* [WORK REQUIRED]
List every car brand named in the locksmith apprentice interview below.

[Opening PASSAGE TO READ section]

Zac Grant is a 19-year-old high school graduate from Albany, NY. His Uncle Shawn Keene, owner of Keystone Lock Company outside Philadelphia (www.keystonelockcompany.com, has been mentoring him for several months now. I was curious about how Zac was enjoying and progressing in his apprenticeship. Following are the Ledger’s questions and Zac’s answers.
I understand you work for your Uncle Shawn who owns Keystone Lock Company. How did he get started?
He’s been on his own for about three years and he’s been working as a locksmith for about five years all together.
Does the family all know Shawn’s a locksmith? What do they think of someone who’s a locksmith?
They’re proud of him. You don’t know much about locksmithing until you’re involved in it. It’s sort of a mystery.
That’s a good point. When you knew your uncle was working as a locksmith, what did you think that meant?
I thought it had a lot to do with residential work but we’re 90 percent automotive. I thought he was doing a lot of lockouts, getting people into their homes and cars. I came down here and was amazed at how much you have to know to do this.
When did you start?
I came to Philadelphia from Albany, NY. I was fresh out of high school. I didn’t want to do school any more so I moved down here to learn and work with him.
How long have you been working as an apprentice locksmith? Did you work with your hands at all before this?
I came down here about in June of 2012. I was a dishwasher, that’s all I did with my hands as far as work goes. He took me like a piece of clay and began sculpting me into a locksmith.
What’s the process like? How does he go about teaching you?
At first I would just tag along as he went about his business, watching over his shoulder. I would just watch what he was doing like rekeying at first. He told me not to focus much on picking locks since we don’t do it much -- mostly rekeying, programming keys, duplicating keys.
So you’re doing lots of rekeys and automotive work? Why is that the focus?
He used to work in a car shop so he had that background and it was a natural for him to work on them in this industry.
What do you think of locksmithing so far?
I think that once you get good at something and think you’re getting good at it, you run into something you don’t know. Shawn still learns something new every day. We’re always running into things we’ve never seen before. It’s just a matter of figuring out how it works and how to fix it.
What kind of work do you do on your own?
I do a lot of automotive. That’s where I started. Someone’s missing their keys and I run it through the system we have, get the cuts and program it. We program remotes too. We use the Advanced Diagnostics MVP and also Hot Wire.
Can you make keys for pretty much any car out there?
A lot of them: Mercedes, Volkswagen; the older VW’s. We don’t touch a lot of German ones like BMW because our systems don’t do them.
Are you out there doing some work on your own?
Out of six days a week, I go out maybe twice a week by myself depending on how much work we have. When we go out together, the work gets done quicker. One of us could be getting the machine ready while the other is working on the car or the door lock, for example. If you’re alone, it takes longer.
Do you see yourself making a good living working in this industry?
Absolutely, I am now. I got my first car already.
How do you like working with the public?
It’s good. It’s like anything else; they don’t know how it works. I’m not an expert yet. Take plumbing or electricity; if I need that work done I’ll go to them. It’s good when people trust you and feel like you’re not going to mistreat them.

[Closing PASSAGE TO READ section]
[Opening EXTRACTED ENTRIES section]

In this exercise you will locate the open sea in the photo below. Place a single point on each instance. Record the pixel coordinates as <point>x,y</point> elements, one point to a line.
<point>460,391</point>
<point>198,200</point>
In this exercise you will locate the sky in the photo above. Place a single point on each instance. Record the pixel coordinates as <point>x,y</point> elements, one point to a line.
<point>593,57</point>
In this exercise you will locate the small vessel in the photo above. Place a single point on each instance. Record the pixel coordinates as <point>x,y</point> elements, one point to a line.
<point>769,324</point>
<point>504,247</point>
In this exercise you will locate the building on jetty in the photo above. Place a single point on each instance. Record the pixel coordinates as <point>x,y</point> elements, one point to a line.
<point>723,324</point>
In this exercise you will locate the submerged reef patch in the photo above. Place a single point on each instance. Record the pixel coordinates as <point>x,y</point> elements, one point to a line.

[Closing EXTRACTED ENTRIES section]
[Opening EXTRACTED ENTRIES section]

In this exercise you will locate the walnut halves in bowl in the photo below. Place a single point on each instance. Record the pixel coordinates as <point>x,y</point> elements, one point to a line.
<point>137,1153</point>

[Closing EXTRACTED ENTRIES section]
[Opening EXTRACTED ENTRIES section]

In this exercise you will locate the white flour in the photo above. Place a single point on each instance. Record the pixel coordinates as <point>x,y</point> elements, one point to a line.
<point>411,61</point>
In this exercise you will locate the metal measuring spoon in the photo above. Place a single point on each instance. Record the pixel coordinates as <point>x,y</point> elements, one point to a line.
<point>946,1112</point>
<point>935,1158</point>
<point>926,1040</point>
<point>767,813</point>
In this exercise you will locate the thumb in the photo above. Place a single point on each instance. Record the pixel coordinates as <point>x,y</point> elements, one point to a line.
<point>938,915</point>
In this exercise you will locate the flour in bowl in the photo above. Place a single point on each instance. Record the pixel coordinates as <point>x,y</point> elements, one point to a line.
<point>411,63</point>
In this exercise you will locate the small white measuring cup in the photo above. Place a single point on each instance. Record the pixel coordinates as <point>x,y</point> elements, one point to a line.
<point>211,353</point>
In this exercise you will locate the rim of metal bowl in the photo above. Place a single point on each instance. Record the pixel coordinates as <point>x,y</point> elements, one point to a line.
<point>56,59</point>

[Closing EXTRACTED ENTRIES section]

* [COMPLETED EXERCISE]
Mercedes, Volkswagen, BMW